Task instructions
Reproduce only the lines from the line containing "the blue shirt" to the end of the entries below, including both of those lines.

Task inputs
::::

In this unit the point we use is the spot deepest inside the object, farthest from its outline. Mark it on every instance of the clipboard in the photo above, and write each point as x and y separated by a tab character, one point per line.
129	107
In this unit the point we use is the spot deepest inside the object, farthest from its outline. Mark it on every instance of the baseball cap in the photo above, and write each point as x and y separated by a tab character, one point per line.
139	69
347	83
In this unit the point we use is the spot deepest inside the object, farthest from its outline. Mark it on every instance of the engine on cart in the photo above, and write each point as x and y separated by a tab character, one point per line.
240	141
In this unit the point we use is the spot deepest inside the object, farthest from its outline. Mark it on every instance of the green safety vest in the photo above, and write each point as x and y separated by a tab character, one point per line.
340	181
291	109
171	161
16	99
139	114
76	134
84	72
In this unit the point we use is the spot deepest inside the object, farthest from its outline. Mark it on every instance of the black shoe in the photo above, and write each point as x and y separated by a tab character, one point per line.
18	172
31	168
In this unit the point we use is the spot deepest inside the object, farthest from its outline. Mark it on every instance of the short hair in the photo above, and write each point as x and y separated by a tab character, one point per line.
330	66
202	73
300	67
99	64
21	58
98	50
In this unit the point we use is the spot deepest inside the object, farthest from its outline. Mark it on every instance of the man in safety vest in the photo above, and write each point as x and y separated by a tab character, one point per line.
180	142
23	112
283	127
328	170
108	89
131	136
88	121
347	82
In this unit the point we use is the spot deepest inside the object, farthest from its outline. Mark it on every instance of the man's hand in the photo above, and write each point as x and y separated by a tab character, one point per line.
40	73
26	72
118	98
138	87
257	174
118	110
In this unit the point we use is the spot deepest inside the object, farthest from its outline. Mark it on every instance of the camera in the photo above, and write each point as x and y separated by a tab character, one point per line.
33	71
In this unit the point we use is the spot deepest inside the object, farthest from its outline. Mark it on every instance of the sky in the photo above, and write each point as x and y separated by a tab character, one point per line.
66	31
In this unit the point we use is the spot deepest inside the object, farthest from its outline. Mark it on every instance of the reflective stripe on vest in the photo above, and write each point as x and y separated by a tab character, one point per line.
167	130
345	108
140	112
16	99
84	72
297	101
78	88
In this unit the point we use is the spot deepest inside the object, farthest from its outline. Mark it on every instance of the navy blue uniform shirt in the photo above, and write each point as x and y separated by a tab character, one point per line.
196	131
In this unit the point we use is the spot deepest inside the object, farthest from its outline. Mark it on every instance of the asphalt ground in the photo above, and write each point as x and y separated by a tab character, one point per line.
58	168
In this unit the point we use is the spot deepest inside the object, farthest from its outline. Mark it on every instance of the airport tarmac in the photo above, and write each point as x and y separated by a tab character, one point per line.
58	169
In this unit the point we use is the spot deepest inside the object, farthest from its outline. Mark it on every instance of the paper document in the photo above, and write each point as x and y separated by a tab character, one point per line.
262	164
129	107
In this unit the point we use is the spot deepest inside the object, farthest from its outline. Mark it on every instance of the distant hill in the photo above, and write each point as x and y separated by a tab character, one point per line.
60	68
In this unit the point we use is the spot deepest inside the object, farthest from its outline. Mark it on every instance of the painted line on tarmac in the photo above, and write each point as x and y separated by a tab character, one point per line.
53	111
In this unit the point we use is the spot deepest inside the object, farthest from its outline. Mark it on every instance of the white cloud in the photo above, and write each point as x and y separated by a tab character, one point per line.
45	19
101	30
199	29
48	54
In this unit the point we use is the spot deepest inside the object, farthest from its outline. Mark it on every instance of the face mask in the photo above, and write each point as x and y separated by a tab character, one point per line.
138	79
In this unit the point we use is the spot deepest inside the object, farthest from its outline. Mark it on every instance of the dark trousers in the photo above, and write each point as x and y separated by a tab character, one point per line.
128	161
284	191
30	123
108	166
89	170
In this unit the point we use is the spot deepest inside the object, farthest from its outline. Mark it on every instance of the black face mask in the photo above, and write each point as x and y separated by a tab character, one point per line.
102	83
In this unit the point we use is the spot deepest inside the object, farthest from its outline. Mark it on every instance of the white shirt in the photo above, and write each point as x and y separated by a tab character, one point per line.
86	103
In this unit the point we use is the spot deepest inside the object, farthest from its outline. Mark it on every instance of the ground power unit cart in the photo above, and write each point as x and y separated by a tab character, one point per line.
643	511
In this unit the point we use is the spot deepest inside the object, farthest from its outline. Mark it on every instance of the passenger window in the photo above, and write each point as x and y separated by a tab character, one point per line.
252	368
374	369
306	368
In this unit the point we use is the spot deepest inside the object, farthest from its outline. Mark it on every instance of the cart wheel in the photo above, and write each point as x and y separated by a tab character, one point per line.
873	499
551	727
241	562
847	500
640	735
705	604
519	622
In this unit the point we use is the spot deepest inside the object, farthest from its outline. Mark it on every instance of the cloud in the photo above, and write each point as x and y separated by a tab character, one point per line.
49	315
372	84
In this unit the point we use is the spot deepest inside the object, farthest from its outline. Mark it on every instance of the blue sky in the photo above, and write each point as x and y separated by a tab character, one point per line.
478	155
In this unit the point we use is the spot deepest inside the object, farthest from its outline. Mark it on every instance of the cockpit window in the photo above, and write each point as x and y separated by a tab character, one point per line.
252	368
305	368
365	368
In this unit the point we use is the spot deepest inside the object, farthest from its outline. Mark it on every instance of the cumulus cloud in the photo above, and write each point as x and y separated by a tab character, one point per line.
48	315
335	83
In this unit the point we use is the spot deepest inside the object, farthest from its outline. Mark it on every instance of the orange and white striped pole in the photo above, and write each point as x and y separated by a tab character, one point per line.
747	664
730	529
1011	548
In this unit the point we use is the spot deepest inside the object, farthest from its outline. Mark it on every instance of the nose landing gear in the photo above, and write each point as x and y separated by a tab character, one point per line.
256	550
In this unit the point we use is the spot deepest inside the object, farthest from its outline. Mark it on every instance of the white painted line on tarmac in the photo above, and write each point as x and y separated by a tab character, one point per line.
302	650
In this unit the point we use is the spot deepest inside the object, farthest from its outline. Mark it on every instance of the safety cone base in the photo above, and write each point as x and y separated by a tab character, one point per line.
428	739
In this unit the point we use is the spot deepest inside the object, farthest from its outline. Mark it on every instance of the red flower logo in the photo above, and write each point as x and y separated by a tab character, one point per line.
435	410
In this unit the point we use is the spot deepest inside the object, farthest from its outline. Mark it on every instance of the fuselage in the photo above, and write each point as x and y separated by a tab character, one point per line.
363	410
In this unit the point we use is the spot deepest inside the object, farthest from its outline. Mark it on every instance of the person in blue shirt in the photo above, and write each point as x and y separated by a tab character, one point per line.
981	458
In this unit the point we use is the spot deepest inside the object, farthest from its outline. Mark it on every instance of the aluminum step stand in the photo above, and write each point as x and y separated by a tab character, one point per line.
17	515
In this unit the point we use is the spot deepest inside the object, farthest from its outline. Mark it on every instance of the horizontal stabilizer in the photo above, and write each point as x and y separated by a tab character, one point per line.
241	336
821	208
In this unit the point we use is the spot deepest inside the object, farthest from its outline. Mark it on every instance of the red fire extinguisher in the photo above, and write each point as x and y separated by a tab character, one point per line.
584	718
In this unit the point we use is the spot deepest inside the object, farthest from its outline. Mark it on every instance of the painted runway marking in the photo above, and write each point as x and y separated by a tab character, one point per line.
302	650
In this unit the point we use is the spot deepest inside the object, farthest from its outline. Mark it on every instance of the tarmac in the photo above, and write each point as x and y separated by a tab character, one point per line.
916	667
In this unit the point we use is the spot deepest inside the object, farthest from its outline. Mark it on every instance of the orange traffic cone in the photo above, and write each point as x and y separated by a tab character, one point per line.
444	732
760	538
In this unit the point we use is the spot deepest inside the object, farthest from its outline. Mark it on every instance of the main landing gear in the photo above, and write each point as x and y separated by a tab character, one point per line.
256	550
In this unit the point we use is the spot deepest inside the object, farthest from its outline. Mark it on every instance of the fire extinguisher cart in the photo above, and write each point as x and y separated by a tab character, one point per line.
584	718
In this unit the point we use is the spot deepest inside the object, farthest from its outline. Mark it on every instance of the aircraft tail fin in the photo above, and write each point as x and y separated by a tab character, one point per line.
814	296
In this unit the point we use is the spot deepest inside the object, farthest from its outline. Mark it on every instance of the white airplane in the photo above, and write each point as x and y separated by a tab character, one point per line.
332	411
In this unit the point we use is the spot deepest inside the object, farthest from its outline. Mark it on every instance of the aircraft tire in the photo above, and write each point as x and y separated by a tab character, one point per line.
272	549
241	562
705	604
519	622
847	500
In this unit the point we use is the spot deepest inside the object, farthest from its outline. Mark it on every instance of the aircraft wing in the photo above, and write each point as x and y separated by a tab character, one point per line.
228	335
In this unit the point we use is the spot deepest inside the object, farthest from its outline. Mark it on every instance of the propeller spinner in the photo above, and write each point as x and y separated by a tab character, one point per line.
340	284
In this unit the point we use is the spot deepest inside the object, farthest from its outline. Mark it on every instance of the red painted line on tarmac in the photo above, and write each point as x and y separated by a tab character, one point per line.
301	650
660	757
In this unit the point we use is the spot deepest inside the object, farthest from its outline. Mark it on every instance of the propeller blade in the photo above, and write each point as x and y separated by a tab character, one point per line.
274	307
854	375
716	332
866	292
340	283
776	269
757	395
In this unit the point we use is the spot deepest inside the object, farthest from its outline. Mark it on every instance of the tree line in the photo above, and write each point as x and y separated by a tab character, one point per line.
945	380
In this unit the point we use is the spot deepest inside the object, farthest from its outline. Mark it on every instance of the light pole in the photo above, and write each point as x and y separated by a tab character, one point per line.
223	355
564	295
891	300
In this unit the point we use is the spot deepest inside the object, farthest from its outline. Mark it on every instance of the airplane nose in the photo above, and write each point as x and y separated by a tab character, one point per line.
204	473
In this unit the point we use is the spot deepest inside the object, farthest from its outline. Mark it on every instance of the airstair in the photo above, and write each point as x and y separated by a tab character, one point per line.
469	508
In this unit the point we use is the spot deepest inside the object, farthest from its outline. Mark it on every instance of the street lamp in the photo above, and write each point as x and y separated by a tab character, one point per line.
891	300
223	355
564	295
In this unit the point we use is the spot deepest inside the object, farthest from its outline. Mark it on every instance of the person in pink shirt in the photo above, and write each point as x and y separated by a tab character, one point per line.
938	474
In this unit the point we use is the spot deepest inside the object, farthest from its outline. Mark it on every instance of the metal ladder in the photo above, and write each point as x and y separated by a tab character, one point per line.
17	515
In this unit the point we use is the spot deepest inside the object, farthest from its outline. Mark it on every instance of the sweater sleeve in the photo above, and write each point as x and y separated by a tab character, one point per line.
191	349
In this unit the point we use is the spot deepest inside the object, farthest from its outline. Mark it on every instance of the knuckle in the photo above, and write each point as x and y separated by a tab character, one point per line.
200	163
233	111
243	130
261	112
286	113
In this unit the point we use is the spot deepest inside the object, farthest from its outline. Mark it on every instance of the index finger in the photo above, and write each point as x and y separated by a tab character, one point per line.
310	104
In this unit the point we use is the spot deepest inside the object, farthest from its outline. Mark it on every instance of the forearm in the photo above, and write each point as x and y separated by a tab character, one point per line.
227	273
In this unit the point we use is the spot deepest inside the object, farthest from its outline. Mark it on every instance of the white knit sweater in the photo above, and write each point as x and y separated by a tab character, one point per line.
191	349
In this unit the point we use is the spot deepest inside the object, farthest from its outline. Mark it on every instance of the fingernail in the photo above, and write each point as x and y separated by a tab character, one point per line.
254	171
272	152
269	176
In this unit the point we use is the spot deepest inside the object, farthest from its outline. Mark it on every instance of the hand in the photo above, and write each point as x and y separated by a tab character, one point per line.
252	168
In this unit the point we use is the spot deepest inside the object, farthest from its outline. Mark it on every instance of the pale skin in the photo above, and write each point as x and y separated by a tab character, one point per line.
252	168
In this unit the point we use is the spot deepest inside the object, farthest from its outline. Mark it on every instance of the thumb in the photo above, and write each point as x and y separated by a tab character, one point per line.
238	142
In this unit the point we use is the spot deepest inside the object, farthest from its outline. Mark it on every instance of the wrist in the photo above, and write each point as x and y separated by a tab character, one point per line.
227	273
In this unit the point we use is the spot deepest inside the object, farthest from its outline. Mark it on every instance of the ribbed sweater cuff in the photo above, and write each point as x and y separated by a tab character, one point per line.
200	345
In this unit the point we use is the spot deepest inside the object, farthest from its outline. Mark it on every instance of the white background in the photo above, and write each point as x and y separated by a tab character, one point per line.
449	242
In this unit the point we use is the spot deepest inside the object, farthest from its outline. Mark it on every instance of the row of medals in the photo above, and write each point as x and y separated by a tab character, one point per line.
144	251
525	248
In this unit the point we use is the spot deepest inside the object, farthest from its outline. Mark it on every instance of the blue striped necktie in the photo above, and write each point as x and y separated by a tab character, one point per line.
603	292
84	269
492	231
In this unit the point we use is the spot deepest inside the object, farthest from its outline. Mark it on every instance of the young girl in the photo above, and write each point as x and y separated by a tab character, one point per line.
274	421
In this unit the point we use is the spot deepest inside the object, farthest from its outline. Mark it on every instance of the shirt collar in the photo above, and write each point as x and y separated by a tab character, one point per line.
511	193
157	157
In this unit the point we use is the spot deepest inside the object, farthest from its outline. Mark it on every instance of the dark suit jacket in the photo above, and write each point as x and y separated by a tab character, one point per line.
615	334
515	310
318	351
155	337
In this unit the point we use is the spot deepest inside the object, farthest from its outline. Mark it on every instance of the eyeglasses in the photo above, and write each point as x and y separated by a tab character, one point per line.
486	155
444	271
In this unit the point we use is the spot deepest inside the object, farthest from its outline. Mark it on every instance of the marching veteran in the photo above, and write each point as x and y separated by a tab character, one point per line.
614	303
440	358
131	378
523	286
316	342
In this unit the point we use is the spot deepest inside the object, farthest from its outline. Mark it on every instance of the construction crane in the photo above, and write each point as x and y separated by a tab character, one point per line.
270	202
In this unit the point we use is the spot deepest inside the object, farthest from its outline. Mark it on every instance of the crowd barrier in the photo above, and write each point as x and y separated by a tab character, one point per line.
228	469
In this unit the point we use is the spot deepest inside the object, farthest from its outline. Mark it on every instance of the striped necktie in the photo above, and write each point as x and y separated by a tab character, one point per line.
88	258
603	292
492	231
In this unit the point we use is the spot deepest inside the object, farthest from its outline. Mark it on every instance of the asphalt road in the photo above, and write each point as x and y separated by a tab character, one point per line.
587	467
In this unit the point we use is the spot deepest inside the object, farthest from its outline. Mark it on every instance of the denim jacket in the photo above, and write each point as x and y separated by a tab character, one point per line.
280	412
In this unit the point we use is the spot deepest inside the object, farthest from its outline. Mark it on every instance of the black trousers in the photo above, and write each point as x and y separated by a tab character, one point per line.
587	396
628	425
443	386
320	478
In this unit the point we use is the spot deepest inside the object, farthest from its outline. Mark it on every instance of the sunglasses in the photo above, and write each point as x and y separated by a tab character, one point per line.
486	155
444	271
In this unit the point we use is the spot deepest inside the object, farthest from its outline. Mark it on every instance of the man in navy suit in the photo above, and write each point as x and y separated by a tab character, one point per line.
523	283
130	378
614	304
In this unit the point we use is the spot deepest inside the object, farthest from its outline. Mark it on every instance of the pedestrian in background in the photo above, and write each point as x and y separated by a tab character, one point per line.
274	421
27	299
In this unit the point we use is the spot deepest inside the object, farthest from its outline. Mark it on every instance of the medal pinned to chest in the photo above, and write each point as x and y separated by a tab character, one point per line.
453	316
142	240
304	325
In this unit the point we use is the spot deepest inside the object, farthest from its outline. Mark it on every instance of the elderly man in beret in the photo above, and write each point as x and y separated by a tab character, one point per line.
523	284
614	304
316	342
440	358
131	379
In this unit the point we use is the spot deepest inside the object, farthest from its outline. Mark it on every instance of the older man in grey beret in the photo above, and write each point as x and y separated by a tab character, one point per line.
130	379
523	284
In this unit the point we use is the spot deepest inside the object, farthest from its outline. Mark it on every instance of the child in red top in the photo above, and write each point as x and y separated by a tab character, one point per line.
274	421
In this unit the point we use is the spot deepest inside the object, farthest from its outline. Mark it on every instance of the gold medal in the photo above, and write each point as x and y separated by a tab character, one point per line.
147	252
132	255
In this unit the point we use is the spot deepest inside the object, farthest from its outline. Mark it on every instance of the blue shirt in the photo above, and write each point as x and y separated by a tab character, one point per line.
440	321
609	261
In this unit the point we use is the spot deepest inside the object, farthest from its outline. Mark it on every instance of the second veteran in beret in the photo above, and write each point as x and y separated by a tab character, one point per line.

::::

The reply
In this unit the point we use is the spot deepest inside the object, farthest from its outline. Mark it on every instance of the blue shirt in the photo above, and write each point as x and y separated by a tab character, one point per line.
440	321
609	261
In this unit the point we use is the spot deepest inside the object, farthest from its outline. Mark it on every instance of the second veteran in beret in the photo above, and write each point as x and y separated by a tab character, one point per line.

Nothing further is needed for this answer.